> _GIVEN INSTRUCTION_
Starting with the line that contains "The component shall return one point per instance of the clear", copy every line through the end of the data below, exactly and with nothing added.

***** RECORD SET *****

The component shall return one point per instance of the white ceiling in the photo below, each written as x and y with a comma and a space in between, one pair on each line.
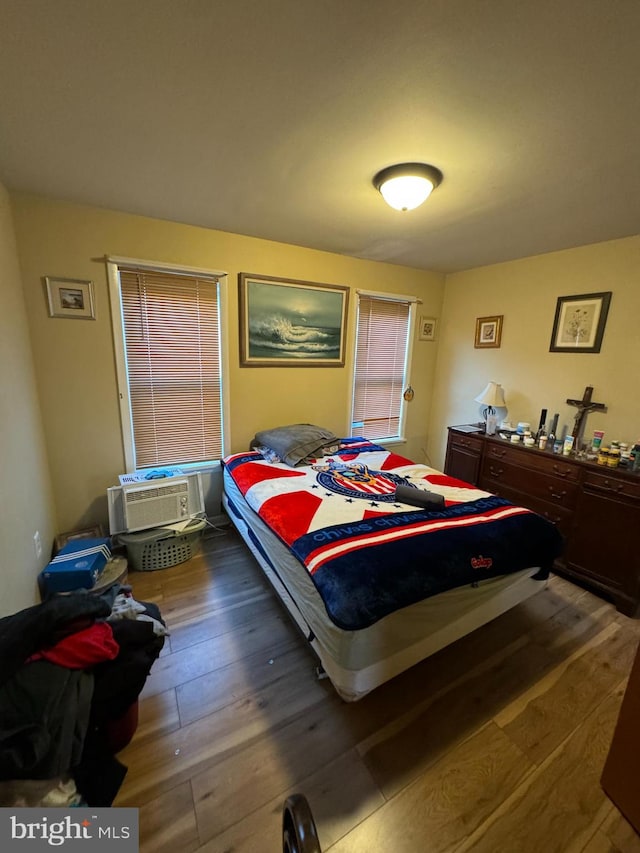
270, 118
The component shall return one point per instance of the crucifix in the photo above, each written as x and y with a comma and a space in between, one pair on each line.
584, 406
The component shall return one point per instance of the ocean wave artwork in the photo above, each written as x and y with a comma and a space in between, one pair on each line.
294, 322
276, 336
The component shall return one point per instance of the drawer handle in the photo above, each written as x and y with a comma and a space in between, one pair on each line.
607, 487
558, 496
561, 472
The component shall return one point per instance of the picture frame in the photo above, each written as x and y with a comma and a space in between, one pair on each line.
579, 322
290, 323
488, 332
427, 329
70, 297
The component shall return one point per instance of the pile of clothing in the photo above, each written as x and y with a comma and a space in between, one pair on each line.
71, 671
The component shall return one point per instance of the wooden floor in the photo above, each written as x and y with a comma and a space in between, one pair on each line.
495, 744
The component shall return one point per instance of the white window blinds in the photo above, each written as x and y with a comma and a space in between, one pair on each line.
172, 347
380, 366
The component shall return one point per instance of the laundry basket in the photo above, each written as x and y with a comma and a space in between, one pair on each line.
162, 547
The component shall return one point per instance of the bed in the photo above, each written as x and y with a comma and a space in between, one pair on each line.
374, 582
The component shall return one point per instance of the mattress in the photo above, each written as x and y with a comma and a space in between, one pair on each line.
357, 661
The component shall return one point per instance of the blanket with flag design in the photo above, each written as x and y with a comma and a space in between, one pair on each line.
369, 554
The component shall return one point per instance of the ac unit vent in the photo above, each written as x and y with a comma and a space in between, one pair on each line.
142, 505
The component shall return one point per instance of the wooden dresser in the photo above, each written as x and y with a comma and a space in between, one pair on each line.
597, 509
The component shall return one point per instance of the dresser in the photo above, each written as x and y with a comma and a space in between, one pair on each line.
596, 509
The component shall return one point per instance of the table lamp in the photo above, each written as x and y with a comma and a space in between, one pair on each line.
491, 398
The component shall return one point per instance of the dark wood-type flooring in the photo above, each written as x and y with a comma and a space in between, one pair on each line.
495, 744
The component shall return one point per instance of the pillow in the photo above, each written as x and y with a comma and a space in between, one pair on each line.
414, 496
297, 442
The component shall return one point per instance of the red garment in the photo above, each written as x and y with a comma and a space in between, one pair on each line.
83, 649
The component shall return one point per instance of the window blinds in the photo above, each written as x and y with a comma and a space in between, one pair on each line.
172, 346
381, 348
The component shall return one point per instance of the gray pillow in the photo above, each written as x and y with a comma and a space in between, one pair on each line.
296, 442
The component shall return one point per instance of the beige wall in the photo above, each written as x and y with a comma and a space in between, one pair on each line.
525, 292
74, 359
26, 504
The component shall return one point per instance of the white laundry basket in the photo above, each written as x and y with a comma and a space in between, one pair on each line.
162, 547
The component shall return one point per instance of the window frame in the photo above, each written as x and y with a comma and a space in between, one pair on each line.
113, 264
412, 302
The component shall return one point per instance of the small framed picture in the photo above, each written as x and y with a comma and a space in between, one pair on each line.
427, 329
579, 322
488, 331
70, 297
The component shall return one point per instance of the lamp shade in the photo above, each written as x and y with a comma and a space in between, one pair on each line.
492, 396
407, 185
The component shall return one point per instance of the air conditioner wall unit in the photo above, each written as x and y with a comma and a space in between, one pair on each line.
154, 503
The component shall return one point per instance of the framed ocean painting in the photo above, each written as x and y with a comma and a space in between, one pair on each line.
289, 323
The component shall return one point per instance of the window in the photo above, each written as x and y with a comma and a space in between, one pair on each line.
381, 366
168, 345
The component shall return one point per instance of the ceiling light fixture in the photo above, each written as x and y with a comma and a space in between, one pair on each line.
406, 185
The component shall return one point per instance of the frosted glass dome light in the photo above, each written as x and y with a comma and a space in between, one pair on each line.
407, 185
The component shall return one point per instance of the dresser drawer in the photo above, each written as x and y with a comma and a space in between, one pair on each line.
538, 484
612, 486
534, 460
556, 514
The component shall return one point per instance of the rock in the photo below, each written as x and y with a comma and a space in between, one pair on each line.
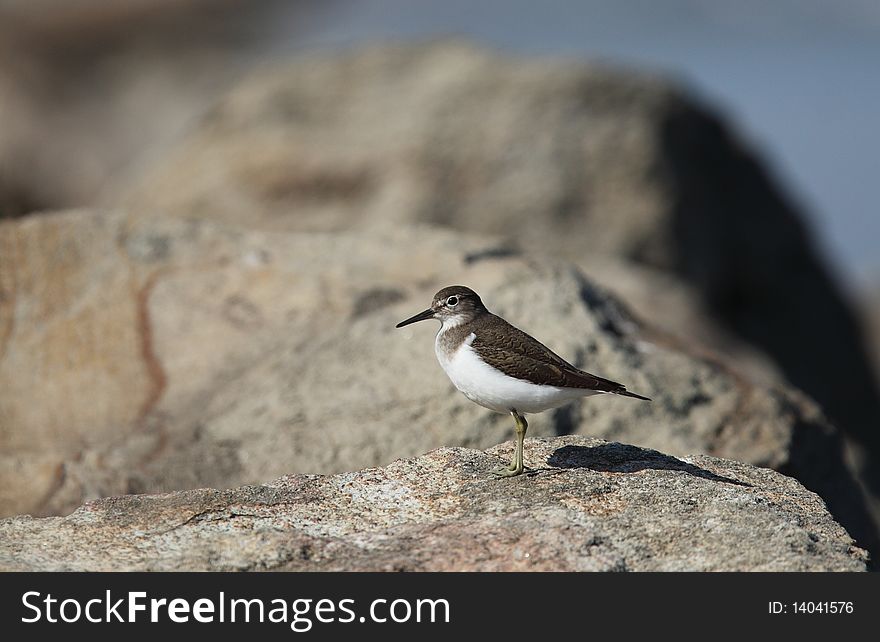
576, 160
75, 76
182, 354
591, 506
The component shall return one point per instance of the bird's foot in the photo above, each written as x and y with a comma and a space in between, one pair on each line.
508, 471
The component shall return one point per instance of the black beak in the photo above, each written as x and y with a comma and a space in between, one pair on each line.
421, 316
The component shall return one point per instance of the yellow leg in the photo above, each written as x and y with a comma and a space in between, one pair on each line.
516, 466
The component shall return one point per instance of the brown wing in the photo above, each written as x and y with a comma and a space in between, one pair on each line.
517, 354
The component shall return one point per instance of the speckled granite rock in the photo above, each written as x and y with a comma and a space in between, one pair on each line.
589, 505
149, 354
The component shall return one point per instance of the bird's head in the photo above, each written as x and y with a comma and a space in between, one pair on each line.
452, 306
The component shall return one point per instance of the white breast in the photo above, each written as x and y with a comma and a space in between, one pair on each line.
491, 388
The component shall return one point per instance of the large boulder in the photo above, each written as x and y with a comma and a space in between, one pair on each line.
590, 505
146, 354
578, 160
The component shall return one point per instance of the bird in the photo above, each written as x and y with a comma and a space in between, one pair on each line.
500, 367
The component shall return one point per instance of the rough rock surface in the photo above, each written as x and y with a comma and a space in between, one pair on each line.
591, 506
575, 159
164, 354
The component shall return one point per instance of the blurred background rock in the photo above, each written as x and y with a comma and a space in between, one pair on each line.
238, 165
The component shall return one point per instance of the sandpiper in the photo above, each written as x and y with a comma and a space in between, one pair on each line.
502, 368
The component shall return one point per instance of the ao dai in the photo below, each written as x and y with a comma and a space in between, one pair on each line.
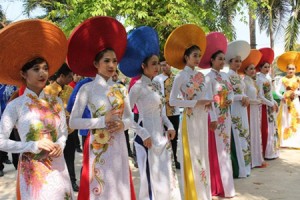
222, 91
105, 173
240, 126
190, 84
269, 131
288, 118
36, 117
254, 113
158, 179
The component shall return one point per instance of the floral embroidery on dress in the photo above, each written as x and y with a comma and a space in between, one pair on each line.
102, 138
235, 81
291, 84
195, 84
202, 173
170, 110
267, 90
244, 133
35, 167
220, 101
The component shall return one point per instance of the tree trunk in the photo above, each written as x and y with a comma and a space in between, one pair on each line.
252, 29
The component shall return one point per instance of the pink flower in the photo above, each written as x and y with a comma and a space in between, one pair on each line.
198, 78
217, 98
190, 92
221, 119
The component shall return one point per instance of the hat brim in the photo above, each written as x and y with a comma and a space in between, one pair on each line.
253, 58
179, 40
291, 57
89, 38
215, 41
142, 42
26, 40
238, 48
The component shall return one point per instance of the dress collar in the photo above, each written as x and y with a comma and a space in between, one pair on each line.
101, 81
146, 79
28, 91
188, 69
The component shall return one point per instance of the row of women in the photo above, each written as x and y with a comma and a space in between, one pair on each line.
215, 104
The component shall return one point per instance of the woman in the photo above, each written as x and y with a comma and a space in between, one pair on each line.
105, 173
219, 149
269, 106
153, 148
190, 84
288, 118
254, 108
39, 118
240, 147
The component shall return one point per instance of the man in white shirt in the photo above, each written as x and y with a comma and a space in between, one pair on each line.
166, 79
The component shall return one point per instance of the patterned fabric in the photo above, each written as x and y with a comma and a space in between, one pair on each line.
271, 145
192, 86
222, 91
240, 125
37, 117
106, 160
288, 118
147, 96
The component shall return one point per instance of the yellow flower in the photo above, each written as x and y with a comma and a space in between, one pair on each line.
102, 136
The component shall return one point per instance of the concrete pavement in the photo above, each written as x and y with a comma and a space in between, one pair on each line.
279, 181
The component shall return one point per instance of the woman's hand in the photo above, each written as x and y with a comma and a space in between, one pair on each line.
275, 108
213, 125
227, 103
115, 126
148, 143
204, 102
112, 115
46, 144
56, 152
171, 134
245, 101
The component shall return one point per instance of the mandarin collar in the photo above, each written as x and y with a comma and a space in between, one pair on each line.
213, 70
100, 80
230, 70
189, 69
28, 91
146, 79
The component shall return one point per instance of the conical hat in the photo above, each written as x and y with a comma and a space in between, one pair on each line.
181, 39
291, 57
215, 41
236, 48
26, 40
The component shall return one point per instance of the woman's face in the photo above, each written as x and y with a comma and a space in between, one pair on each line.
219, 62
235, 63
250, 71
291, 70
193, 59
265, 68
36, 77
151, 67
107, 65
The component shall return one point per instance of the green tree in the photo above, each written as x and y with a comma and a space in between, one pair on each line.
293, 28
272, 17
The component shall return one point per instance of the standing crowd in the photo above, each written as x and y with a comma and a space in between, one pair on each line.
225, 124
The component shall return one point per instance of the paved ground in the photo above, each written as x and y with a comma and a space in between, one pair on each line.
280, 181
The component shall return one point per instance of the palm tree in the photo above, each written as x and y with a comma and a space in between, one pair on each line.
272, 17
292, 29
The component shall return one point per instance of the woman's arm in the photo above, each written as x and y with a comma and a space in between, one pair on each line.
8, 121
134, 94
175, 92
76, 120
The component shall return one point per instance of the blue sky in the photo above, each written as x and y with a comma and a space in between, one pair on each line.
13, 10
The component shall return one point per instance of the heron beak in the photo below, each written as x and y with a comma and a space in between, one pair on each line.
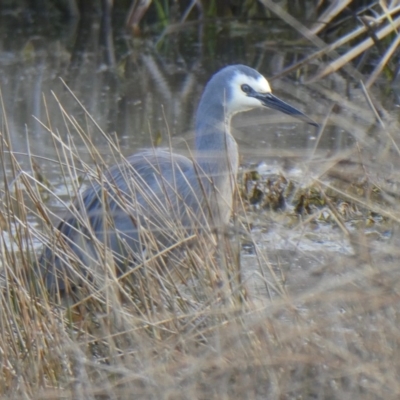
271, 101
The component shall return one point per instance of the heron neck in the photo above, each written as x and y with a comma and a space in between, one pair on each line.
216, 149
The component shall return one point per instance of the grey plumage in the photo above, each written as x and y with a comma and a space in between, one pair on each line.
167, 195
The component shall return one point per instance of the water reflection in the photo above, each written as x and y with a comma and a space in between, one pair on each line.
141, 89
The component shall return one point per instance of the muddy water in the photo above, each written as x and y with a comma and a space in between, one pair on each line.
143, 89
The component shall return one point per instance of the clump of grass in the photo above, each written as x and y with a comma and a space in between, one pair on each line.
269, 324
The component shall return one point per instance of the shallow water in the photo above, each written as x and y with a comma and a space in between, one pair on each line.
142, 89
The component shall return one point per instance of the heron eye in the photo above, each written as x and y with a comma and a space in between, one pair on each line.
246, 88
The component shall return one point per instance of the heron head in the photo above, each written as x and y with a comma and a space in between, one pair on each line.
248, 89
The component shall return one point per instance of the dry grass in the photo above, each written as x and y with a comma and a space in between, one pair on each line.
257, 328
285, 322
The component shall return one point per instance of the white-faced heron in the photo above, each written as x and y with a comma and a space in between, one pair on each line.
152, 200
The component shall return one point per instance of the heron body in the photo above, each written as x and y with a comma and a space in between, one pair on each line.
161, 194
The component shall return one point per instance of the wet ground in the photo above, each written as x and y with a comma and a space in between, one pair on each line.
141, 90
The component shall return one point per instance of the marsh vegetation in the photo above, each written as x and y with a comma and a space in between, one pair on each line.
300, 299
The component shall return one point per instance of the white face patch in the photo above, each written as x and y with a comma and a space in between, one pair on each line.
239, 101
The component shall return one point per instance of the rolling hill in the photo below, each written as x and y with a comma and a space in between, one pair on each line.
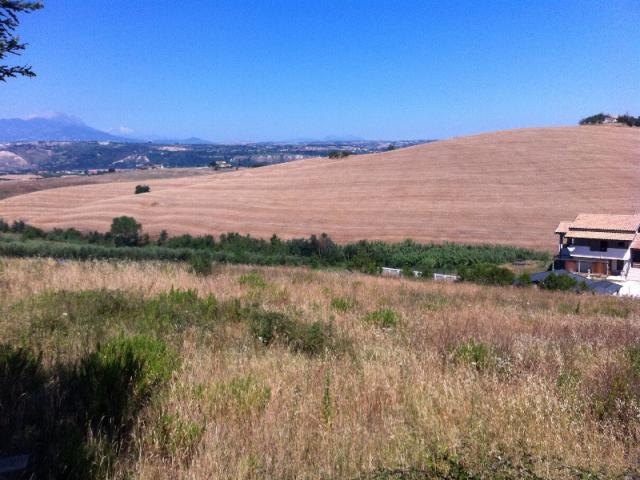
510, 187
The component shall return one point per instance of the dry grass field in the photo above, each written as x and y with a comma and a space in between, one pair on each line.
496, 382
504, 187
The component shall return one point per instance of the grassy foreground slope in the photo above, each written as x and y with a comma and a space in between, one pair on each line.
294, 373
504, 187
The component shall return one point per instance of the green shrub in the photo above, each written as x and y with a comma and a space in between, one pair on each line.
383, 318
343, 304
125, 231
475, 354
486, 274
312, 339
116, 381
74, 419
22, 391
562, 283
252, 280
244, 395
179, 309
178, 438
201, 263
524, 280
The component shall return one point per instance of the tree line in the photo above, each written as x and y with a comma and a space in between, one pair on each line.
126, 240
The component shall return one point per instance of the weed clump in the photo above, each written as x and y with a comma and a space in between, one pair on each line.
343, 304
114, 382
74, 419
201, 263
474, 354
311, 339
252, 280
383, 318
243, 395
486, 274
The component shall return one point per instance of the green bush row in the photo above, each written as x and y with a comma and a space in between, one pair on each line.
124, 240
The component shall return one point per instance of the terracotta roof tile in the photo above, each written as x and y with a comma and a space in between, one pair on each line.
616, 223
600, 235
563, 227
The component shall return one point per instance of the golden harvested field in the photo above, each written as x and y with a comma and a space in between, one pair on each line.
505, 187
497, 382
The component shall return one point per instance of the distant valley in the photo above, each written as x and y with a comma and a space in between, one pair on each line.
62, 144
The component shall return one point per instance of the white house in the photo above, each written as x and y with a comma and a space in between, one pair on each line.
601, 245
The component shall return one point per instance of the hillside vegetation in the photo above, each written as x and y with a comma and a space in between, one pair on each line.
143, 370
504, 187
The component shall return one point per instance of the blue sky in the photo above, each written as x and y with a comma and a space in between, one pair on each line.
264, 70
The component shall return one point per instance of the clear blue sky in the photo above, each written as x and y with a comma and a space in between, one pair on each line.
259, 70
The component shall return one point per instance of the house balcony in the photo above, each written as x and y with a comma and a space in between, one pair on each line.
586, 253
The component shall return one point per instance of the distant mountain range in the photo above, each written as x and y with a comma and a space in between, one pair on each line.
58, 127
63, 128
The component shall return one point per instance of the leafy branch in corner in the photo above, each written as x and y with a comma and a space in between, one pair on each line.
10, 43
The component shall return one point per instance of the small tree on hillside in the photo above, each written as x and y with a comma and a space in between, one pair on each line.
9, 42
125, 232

*****

> _REPLY_
The component shall return one point per instance of the clear blue sky in the photo above, each written as x and y with a comma and a space in between, one pair on each line.
259, 70
The component shall return one point per instance of the house balcony in the photo above, each written as x and y with a comma and a space in between, one pair on each line.
586, 253
The component shall return one point per instance of the distant mountain range in the photo above, each written as x and y with a comma and a space in between, one pair on each line.
58, 127
63, 128
The component shall return one point per instance of the leafy branch in corner in the photo above, each written as x and y with a comma and a space in between, one pair on each line.
10, 43
The component shall return one point per instance of the small tree on hillside in the photo above, each written as x and y with a comma and a space in between, one pair on each line.
9, 42
125, 232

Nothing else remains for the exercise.